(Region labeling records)
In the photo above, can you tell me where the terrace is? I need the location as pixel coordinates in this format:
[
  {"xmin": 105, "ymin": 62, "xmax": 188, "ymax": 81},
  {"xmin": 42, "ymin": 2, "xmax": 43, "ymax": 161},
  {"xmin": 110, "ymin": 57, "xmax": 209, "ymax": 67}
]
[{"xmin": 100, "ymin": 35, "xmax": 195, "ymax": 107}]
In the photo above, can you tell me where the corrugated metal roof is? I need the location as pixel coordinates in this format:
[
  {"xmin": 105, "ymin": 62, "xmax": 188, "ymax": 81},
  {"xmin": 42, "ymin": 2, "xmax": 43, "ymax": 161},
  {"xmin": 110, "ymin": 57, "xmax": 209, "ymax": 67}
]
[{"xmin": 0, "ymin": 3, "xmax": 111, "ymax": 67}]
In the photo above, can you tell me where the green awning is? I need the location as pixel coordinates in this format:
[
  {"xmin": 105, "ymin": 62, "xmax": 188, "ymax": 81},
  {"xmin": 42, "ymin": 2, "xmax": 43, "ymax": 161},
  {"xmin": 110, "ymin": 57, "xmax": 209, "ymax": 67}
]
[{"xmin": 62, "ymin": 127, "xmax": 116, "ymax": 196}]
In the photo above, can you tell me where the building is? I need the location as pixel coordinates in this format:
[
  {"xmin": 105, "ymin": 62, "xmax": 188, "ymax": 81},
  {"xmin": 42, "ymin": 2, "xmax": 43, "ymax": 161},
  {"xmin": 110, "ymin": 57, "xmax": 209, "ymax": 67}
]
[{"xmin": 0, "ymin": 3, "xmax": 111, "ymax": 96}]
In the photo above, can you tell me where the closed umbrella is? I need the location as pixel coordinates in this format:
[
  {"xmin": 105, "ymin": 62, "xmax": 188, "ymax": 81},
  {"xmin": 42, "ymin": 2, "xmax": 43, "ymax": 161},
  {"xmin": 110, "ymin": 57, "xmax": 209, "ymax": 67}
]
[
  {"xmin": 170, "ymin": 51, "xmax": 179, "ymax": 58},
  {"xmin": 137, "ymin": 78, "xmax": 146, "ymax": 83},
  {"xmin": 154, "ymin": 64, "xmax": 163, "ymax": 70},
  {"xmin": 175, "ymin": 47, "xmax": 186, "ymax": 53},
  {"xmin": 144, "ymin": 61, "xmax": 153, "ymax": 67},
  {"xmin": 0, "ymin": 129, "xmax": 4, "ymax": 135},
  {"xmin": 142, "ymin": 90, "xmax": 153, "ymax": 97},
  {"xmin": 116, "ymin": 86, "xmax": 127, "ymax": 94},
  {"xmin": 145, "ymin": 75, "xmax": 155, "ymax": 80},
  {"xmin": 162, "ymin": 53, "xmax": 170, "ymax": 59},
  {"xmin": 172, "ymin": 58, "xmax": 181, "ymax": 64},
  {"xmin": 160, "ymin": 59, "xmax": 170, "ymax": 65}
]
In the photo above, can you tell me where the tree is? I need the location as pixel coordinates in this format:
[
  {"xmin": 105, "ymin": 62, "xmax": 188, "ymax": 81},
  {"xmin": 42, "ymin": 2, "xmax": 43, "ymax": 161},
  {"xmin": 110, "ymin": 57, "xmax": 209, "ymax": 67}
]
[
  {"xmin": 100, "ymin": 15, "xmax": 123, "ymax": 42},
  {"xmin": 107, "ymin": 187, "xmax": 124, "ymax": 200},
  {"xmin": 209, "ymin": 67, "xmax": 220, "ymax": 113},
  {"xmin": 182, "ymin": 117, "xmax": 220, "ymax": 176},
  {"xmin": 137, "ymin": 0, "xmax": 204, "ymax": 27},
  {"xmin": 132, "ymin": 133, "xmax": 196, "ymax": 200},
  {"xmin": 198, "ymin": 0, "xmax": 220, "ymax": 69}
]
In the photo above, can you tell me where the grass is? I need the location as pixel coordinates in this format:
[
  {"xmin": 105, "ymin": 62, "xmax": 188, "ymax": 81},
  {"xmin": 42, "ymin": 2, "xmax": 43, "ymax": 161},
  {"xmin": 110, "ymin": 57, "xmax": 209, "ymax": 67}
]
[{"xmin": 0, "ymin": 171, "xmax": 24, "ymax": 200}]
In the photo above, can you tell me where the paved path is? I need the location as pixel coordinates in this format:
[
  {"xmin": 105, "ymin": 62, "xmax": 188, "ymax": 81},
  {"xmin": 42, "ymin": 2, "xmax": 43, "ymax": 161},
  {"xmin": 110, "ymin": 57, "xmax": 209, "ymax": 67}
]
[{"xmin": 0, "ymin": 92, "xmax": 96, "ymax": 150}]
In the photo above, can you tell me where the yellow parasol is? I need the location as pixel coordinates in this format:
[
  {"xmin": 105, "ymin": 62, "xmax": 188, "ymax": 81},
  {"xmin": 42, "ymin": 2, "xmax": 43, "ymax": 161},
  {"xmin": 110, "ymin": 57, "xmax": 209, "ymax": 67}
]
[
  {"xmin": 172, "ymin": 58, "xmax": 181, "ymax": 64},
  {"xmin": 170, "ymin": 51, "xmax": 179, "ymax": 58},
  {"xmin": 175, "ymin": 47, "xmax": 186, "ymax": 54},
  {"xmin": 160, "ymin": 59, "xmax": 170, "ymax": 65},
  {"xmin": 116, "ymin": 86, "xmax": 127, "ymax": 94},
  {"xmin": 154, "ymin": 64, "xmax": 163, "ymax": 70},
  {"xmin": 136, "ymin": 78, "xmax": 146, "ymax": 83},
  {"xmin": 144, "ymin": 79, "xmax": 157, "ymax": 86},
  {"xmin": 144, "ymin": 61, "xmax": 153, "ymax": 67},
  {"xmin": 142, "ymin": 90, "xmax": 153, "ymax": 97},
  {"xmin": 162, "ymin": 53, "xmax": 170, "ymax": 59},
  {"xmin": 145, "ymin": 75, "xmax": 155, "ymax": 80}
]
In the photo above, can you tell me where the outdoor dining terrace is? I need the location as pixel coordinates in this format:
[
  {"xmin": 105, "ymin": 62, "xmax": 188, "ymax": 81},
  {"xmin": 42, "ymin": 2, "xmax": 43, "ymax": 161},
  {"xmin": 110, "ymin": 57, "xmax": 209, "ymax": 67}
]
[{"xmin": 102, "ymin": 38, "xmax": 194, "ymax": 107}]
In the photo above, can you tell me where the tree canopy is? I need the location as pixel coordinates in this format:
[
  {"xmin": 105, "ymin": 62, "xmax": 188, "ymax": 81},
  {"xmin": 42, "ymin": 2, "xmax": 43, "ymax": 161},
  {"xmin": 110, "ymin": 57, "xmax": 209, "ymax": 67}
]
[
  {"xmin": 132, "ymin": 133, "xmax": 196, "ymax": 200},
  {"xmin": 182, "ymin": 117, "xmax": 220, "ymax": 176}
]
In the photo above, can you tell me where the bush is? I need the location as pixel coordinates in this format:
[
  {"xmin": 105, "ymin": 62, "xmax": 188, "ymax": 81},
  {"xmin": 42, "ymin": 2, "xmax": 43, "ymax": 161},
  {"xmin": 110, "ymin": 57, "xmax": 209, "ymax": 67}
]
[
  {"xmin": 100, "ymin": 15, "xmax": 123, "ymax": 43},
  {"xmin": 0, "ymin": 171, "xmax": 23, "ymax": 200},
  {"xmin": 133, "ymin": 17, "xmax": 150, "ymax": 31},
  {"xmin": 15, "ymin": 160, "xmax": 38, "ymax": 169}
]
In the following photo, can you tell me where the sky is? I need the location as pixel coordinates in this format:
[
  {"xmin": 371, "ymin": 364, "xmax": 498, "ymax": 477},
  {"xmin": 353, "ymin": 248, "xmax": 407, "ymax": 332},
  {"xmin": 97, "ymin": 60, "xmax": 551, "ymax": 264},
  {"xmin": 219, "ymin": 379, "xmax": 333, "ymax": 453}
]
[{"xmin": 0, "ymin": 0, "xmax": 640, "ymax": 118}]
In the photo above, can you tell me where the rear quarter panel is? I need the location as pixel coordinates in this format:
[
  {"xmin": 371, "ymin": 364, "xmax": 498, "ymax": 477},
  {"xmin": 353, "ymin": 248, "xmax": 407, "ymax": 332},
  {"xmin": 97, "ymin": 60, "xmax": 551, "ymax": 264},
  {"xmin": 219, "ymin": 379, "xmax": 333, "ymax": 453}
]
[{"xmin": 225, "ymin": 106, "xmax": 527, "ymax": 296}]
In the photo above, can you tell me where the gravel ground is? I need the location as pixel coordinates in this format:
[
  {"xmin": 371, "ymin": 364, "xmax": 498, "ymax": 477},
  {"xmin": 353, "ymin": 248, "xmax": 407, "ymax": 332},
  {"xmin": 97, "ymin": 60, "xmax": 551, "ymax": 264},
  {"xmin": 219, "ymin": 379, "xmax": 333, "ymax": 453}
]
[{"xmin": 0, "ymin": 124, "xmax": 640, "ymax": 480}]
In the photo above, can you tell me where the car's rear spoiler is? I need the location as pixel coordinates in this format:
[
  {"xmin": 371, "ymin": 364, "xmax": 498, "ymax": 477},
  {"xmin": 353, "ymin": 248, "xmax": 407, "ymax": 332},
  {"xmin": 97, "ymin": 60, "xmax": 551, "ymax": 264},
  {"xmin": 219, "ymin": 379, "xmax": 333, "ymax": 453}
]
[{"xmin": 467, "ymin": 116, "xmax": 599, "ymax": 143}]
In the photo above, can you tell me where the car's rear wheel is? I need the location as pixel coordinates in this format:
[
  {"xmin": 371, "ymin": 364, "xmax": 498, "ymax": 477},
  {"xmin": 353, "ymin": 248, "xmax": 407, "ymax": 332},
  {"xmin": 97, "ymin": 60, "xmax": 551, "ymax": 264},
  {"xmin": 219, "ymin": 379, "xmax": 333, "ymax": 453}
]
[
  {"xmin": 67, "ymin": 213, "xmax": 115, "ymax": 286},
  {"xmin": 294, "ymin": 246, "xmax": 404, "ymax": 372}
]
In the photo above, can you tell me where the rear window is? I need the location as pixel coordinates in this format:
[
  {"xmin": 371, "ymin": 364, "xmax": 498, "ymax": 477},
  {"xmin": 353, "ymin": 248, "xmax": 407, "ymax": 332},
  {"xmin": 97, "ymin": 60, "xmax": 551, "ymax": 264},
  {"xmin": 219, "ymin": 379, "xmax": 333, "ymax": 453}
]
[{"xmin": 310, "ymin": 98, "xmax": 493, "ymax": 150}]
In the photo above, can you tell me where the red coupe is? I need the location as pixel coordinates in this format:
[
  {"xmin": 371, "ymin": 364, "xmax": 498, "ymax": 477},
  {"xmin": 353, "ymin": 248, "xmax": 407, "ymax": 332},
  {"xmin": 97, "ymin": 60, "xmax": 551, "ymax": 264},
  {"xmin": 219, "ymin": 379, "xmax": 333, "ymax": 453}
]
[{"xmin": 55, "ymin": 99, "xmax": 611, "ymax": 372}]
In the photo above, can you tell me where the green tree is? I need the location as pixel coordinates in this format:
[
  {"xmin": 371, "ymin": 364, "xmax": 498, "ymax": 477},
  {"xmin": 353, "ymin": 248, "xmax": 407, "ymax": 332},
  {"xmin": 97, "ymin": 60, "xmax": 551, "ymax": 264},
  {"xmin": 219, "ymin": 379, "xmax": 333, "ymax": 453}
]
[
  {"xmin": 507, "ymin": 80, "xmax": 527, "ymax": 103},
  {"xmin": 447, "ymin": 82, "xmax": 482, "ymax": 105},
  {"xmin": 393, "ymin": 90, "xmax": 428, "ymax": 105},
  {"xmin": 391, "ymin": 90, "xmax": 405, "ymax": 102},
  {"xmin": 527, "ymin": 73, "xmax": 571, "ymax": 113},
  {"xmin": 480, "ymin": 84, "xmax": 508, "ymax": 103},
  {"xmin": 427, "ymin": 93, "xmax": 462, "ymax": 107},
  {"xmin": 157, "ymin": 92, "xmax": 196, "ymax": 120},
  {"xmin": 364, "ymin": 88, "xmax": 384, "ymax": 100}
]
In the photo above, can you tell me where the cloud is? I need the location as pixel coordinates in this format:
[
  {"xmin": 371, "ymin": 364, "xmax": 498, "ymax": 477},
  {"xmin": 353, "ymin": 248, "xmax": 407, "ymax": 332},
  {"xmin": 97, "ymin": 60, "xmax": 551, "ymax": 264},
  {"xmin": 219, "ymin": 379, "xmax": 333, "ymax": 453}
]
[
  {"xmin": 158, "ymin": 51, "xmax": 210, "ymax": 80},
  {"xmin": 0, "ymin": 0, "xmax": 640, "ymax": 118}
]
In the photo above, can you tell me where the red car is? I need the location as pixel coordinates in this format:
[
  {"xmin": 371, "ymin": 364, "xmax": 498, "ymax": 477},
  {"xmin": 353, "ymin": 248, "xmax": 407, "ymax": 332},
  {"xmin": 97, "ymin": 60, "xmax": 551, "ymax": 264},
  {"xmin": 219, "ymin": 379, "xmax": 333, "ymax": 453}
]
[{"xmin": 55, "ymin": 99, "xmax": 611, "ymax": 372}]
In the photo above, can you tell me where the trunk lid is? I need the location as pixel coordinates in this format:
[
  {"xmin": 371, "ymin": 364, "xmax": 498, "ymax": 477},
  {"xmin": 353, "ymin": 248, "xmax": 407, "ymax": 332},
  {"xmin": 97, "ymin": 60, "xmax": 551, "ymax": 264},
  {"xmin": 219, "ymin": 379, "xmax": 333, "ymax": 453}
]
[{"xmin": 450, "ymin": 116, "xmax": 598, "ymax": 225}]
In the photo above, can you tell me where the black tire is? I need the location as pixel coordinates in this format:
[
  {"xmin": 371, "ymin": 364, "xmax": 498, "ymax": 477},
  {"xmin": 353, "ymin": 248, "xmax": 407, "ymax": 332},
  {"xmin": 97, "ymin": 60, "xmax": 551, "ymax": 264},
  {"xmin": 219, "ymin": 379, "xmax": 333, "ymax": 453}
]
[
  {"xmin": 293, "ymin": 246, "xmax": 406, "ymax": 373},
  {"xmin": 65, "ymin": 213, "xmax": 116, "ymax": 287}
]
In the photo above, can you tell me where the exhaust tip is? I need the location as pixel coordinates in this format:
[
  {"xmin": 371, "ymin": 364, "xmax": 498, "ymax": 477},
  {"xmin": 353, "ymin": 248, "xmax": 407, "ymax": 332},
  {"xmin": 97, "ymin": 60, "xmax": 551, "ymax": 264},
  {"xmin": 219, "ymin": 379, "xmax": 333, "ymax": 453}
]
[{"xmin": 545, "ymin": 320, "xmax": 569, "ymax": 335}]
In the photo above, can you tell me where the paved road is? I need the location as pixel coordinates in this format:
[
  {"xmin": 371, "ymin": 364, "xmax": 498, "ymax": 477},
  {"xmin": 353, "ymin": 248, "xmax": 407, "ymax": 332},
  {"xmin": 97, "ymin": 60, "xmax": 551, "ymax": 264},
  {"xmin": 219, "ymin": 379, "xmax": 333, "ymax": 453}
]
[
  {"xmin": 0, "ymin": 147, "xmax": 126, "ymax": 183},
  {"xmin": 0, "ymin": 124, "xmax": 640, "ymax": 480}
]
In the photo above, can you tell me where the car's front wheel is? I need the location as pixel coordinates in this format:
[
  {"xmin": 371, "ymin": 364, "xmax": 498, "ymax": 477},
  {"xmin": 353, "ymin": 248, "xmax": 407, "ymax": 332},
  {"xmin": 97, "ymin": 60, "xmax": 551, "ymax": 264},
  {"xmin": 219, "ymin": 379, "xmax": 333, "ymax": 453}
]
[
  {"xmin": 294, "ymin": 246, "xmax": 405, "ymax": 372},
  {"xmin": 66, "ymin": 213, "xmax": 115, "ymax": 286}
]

Task to carry out: Reproduce the lines above verbatim, beginning at the line that contains "In the photo above, can you tell me where the black" and stopping after the last line of the records.

Response:
In the photo above, can you tell me where the black tire is? I need the location as pixel coordinates in this format:
[
  {"xmin": 371, "ymin": 364, "xmax": 498, "ymax": 477},
  {"xmin": 353, "ymin": 248, "xmax": 407, "ymax": 332},
  {"xmin": 97, "ymin": 60, "xmax": 551, "ymax": 264},
  {"xmin": 219, "ymin": 379, "xmax": 333, "ymax": 453}
]
[
  {"xmin": 293, "ymin": 246, "xmax": 406, "ymax": 373},
  {"xmin": 65, "ymin": 213, "xmax": 116, "ymax": 287}
]
In the photo above, can you tell me where the exhaust tip is? I need the location as pixel coordinates in this format:
[
  {"xmin": 371, "ymin": 364, "xmax": 498, "ymax": 477},
  {"xmin": 353, "ymin": 248, "xmax": 407, "ymax": 332},
  {"xmin": 97, "ymin": 60, "xmax": 551, "ymax": 264},
  {"xmin": 219, "ymin": 379, "xmax": 333, "ymax": 453}
]
[{"xmin": 545, "ymin": 320, "xmax": 569, "ymax": 335}]
In the photo above, can you tell me where the paved road is? I need the location as pixel coordinates in this format:
[
  {"xmin": 371, "ymin": 364, "xmax": 498, "ymax": 477},
  {"xmin": 353, "ymin": 248, "xmax": 407, "ymax": 332},
  {"xmin": 97, "ymin": 60, "xmax": 551, "ymax": 264},
  {"xmin": 219, "ymin": 379, "xmax": 333, "ymax": 453}
]
[
  {"xmin": 0, "ymin": 147, "xmax": 126, "ymax": 183},
  {"xmin": 0, "ymin": 124, "xmax": 640, "ymax": 480}
]
In the photo above, can you tell me where the car's front wheel is? I need the location as pixel coordinates in this format:
[
  {"xmin": 371, "ymin": 364, "xmax": 498, "ymax": 477},
  {"xmin": 353, "ymin": 248, "xmax": 407, "ymax": 332},
  {"xmin": 97, "ymin": 60, "xmax": 551, "ymax": 264},
  {"xmin": 219, "ymin": 379, "xmax": 333, "ymax": 453}
]
[
  {"xmin": 294, "ymin": 246, "xmax": 405, "ymax": 372},
  {"xmin": 66, "ymin": 213, "xmax": 115, "ymax": 286}
]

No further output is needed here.